▶ Task description:
Nothing left out, nothing added: return the full set of records.

▶ Supplied data:
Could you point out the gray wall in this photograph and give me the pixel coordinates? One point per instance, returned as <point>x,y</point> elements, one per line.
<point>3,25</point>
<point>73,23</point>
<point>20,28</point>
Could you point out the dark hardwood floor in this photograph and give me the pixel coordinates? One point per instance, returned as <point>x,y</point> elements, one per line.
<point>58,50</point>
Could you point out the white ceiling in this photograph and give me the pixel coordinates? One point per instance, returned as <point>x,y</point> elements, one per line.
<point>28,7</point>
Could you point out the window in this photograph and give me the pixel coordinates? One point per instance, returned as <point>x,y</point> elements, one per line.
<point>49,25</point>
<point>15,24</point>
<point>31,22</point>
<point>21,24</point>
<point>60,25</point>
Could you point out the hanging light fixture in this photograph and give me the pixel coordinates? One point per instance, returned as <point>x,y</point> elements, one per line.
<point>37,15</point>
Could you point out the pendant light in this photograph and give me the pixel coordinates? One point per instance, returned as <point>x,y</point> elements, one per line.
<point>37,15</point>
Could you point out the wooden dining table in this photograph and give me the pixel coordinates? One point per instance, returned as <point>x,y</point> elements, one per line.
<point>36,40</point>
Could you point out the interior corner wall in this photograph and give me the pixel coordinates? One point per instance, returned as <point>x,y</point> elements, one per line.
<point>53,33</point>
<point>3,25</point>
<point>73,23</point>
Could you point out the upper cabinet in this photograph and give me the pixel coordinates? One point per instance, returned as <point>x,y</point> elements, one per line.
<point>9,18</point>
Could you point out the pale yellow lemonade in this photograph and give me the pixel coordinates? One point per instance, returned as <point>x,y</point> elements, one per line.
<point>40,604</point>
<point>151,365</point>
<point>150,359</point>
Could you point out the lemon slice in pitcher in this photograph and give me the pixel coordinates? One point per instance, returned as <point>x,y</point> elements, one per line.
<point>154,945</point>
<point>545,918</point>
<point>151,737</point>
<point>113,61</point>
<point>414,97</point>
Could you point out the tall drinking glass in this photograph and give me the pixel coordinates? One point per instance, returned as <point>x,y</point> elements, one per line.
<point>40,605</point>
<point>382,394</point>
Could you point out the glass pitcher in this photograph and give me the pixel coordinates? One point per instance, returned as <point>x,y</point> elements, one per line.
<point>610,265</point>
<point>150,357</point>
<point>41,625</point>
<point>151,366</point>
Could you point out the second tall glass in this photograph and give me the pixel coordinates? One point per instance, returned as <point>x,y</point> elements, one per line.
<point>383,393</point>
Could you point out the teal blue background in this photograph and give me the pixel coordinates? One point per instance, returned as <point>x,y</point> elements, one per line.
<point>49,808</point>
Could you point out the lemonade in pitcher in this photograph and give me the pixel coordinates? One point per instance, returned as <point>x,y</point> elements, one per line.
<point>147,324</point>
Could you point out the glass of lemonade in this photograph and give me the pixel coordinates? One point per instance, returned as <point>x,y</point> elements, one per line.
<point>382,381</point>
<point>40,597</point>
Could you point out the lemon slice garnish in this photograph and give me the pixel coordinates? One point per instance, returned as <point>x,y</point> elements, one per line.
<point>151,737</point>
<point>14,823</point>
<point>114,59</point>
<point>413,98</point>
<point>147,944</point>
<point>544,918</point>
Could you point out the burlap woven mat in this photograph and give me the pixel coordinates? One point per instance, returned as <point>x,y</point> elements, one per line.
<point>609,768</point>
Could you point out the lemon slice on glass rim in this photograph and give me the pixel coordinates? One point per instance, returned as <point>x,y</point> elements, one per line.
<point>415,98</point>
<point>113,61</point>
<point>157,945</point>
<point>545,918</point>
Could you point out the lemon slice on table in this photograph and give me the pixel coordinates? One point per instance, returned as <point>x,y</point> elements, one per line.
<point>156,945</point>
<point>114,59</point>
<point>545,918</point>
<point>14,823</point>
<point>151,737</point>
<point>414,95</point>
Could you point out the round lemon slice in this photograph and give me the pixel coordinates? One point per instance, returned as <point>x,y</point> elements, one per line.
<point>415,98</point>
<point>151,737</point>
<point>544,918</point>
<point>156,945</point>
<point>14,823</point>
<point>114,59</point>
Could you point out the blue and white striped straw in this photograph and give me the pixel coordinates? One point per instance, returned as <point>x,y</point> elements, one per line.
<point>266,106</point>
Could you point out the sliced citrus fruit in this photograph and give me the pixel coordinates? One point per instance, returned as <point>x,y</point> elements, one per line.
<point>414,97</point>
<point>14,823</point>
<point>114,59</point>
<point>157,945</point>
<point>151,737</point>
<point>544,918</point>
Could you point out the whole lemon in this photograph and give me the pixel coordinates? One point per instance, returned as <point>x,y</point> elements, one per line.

▶ Solution:
Could you point out the gray wall in this photograph and give me the pixel coordinates? One point per instance, returned as <point>x,y</point> elements, one per line.
<point>3,25</point>
<point>73,23</point>
<point>20,28</point>
Could you point out the dark hardwood floor in this photograph and give me the pixel coordinates? One point per instance, returned as <point>x,y</point> elements, one per line.
<point>58,50</point>
Could you point out the white ceiling in this photograph and give me the pixel coordinates? One point per instance, returned as <point>x,y</point> elements, one per line.
<point>28,7</point>
Could you point out the window in this photograph and give me the pixel coordinates? One point per instance, returned as <point>x,y</point> elements, one per line.
<point>49,25</point>
<point>15,24</point>
<point>31,22</point>
<point>21,24</point>
<point>60,25</point>
Could you point out the hanging light fixture in this photograph and give me the pixel coordinates? One point per instance, returned as <point>x,y</point> elements, one per line.
<point>37,15</point>
Could you point out the pendant light in this photograph and give me the pixel coordinates? One point per instance, returned as <point>x,y</point> elements, one per line.
<point>37,15</point>
Could you point out the wooden dining table in this photograph and give me the pixel coordinates? One point per instance, returned as <point>x,y</point> elements, one per line.
<point>36,40</point>
Could you point out the interior corner wall in this photograph and give me the pixel coordinates? One point per instance, returned as <point>x,y</point> elements, one per line.
<point>53,33</point>
<point>3,25</point>
<point>73,23</point>
Could you point out the upper cabinet in this photograph and give me the pixel coordinates? One point per instance, returned as <point>x,y</point> elements, one per line.
<point>9,18</point>
Could you point out the pale yellow lemonade in this photograph and give me the pixel coordinates? One point per instance, returned as <point>x,y</point> elements, one per line.
<point>40,604</point>
<point>151,365</point>
<point>150,359</point>
Could you point out the lemon slice in pitcher in this photograph and give me the pixel coordinates? One point per instance, returned as <point>x,y</point> elements, one per line.
<point>154,945</point>
<point>545,918</point>
<point>151,737</point>
<point>113,61</point>
<point>414,97</point>
Could you point out the tall drinking glass in this photograph and give me the pixel coordinates? One point per instance, returned as <point>x,y</point> elements, one per line.
<point>40,605</point>
<point>382,394</point>
Could you point out the glass pitcher in this photograph and give me the pixel coordinates? One point per instance, returned as <point>x,y</point> elements, one per line.
<point>610,265</point>
<point>150,357</point>
<point>41,625</point>
<point>151,366</point>
Could you point out the second tall glass in this photograph and give me the pixel coordinates? One point per instance, returned as <point>x,y</point> elements, one per line.
<point>383,393</point>
Could you point out the teal blue background in this photograph and give me the pixel coordinates? One point per instance, returned as <point>x,y</point> elements, one per line.
<point>49,808</point>
Could you point out the lemonade in pitcher in this photograph and give me the pixel coordinates? One point per instance, returned as <point>x,y</point> elements, one per line.
<point>147,324</point>
Could you point out the glass of lemonade in this photograph and give me the pixel coordinates? One point per instance, returned as <point>x,y</point> elements, one per line.
<point>382,381</point>
<point>40,597</point>
Could you point out the lemon slice garnish in this photograph and give me the pixel coordinates? One point per instance, returned as <point>x,y</point> elements, one per line.
<point>151,737</point>
<point>14,823</point>
<point>114,59</point>
<point>413,98</point>
<point>147,944</point>
<point>544,918</point>
Could you point out the burlap woven mat in this photograph and give me the pixel coordinates? One point per instance, returned as <point>x,y</point> elements, one per line.
<point>609,768</point>
Could you point out the lemon slice on glass rim in this photograph and give me the pixel coordinates? One point per instance, returned as <point>x,y</point> elements, one per line.
<point>415,98</point>
<point>113,61</point>
<point>157,945</point>
<point>545,918</point>
Could you point out the lemon slice on table in this photograph and give me the pixel coordinates? One point per instance, returned as <point>x,y</point> elements, one per line.
<point>156,945</point>
<point>114,59</point>
<point>545,918</point>
<point>14,823</point>
<point>151,737</point>
<point>414,95</point>
Could you point out the round lemon slice in this photograph and give me the pixel coordinates? One point per instance, returned as <point>x,y</point> elements, one per line.
<point>415,98</point>
<point>151,737</point>
<point>544,918</point>
<point>156,945</point>
<point>14,823</point>
<point>114,59</point>
Could you point out the blue and white striped straw in this photograph and give me the pixel coordinates? One point per instance, returned as <point>x,y</point> elements, one per line.
<point>266,106</point>
Could you point out the sliced citrus fruit in this photograph and give me the pixel coordinates? One point per instance, returned as <point>x,y</point> elements, one per line.
<point>414,97</point>
<point>14,823</point>
<point>114,59</point>
<point>157,945</point>
<point>151,737</point>
<point>544,918</point>
Could you point out the whole lemon in this photograph and give me the pixel coordinates? One point per instance, returned as <point>x,y</point> elements, one per line.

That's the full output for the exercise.